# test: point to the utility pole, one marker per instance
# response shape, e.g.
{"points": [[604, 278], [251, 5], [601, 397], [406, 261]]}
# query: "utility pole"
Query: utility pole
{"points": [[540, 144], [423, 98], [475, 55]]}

○ ○ ○ ○

■ EXERCISE PROMPT ■
Copy out every record exactly; leave nothing out.

■ ANSWER TO THIS EXERCISE ■
# test: point to the utility pole, one marker per instance
# response shape, e.g.
{"points": [[604, 278], [251, 5], [601, 397], [406, 261]]}
# query: "utility pole"
Query: utility pole
{"points": [[540, 144], [423, 98], [475, 55]]}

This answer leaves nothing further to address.